■ **AIM OF THE TASK**
Copy all the data exactly, except the pictures.

■ **RECORDS SHOWN**
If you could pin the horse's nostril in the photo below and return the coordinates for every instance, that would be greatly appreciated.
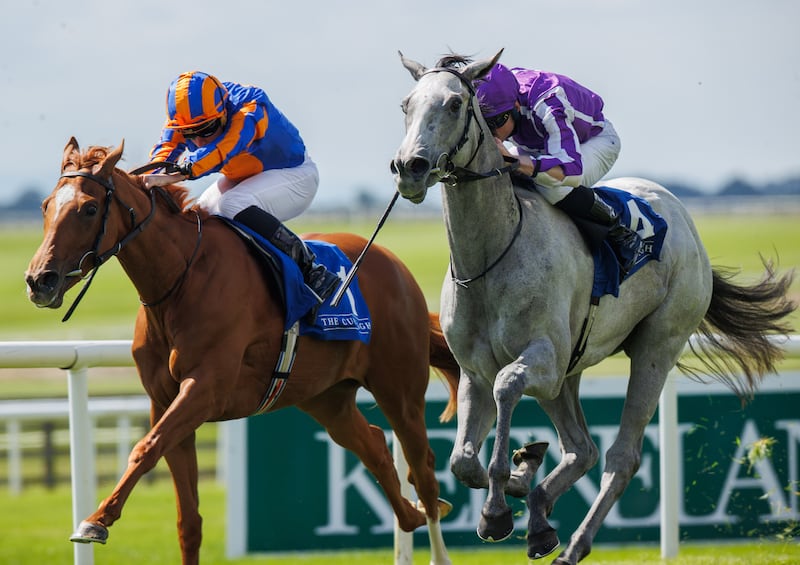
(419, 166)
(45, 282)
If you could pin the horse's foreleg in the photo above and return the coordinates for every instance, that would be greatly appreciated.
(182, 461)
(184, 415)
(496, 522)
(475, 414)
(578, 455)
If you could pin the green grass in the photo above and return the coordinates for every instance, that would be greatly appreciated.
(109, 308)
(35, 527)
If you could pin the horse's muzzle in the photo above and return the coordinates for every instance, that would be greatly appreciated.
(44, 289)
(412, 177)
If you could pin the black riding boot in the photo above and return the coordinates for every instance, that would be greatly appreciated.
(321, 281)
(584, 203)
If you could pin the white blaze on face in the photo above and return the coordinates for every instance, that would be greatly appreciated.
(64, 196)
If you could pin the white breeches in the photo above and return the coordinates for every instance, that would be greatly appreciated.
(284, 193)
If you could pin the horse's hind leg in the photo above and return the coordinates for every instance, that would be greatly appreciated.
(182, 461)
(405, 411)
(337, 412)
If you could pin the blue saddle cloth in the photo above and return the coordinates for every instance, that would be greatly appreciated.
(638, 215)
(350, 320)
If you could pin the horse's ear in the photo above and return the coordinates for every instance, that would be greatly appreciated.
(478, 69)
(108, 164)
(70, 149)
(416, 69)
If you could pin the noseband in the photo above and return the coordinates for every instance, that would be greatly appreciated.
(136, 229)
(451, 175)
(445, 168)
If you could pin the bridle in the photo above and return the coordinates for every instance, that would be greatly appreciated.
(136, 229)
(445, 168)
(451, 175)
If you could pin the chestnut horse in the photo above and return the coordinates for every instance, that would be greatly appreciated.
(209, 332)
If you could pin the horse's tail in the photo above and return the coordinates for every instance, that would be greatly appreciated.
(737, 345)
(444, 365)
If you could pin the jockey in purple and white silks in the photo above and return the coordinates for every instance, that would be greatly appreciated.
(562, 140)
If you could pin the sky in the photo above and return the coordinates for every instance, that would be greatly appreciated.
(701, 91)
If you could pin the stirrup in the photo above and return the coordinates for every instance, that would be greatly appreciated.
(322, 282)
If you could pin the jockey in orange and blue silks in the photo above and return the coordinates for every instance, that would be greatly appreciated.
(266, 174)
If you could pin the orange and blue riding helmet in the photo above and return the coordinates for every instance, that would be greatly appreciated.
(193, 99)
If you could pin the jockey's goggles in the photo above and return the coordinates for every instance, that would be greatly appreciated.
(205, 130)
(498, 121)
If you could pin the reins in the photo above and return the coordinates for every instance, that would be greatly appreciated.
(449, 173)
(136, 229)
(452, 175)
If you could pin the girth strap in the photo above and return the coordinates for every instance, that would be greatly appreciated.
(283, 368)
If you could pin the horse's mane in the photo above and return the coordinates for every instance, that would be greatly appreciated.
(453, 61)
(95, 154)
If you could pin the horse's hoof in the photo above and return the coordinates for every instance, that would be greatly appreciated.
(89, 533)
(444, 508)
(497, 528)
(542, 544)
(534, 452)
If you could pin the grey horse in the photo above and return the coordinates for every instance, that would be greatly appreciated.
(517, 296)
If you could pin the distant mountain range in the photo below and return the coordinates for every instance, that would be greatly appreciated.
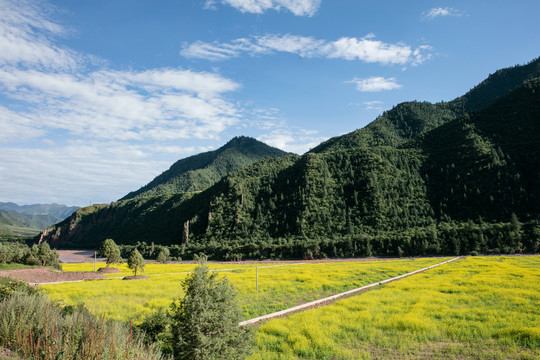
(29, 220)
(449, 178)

■ **SOLUTION FOR THIS EXERCISE**
If you could pin the horse's nostril in the photo below and return the coordinates for every instance, that would be greatly appreciated.
(419, 166)
(45, 282)
If you could pin the horse's foreleg in the photo above and return the coordinates for every instance, that would be greatly appreciated.
(182, 461)
(184, 415)
(496, 522)
(475, 414)
(578, 455)
If you could pin the green grass in the photo above and return the coordinates for every instance, that would be greatly appreciated.
(109, 308)
(35, 527)
If you could pin the horse's muzzle in the photo above and return the coordinates for every instance, that would be greatly appreciated.
(44, 289)
(412, 177)
If you could pin the black riding boot in the photo above and return the coordinates for every instance, that would be greatly appreciated.
(321, 281)
(584, 203)
If you could pin the white blaze on face in the photo above and return the coordinates for every instance, that would be greatly appreciated.
(64, 196)
If you could pin the white breeches in the photo above and return the coordinates for every instance, that would be greatly appreciated.
(284, 193)
If you could pin the horse's hind leg in the photo above and return the coordinates for every instance, that would be greatly appreciated.
(182, 461)
(405, 411)
(337, 412)
If you could pin the blue saddle cloth in the photo above and return the coordinates for every instance, that would be greatly appreciated.
(638, 215)
(350, 320)
If you could pin the horse's ear in the photo above and return the coordinates for every instance, that would be greatly appreciated.
(478, 69)
(108, 164)
(70, 149)
(416, 69)
If you could pin the noseband in the photo above and return the coordinates for every instance, that would be greatly appreciated.
(136, 229)
(451, 175)
(445, 168)
If you could pin the bridle in the photo above and return the coordinates for every instance, that would be greatly appreciated.
(136, 229)
(445, 168)
(451, 175)
If you could pin the chestnut horse in the photo above and return the coordinates for every instance, that would be greatly appreciated.
(209, 332)
If you could pin the horse's tail in the photo above and return the coordinates for every instance, that would be greatly appreciated.
(737, 345)
(444, 365)
If you could pin the jockey in purple and white silks in the photo above and return the coordinates for every instance, that would be greatly appreciated.
(562, 140)
If you could pin the sky in the photo above and return the coordinates for every instance, that would be greatly appreciated.
(701, 91)
If you could pin the stirrup in the photo above and return the coordinates for every instance, that would be greatly appreciated.
(322, 282)
If you could pin the jockey in orange and blue silks in the photo above and return the coordinates for every instance, that would be greatly appreciated.
(266, 174)
If you could pin the orange and blue riding helmet in the photo above and return the coordinates for every instance, that would be greatly appreciated.
(193, 99)
If you could pin the jockey's goggles in the photo above and return the coordinates for every instance, that would be greatly appreciated.
(205, 130)
(498, 121)
If you could pin the reins in the photo above and return the coordinates for every instance, that would be greatly appreciated.
(449, 173)
(136, 229)
(452, 175)
If you could pin the girth strap in the photo above and return the coordinates for every instance, that would be greatly appreciated.
(283, 368)
If you could pin the horse's mane in the photo above and return the coordinates for every instance, that would be greatly appreciated.
(453, 61)
(95, 154)
If you could pin the horse's hoof in the photo above and return the coordinates for every instance, that would be greatly appreciated.
(89, 533)
(444, 508)
(497, 528)
(542, 544)
(534, 452)
If you could pin the grey horse in the photo above and return the coordinates for every instance, that would be greatly appreciated.
(517, 296)
If you could pin the distant mountain range in the photo below and return the coordinates for every instance, that would be greatly appreciated.
(29, 220)
(449, 178)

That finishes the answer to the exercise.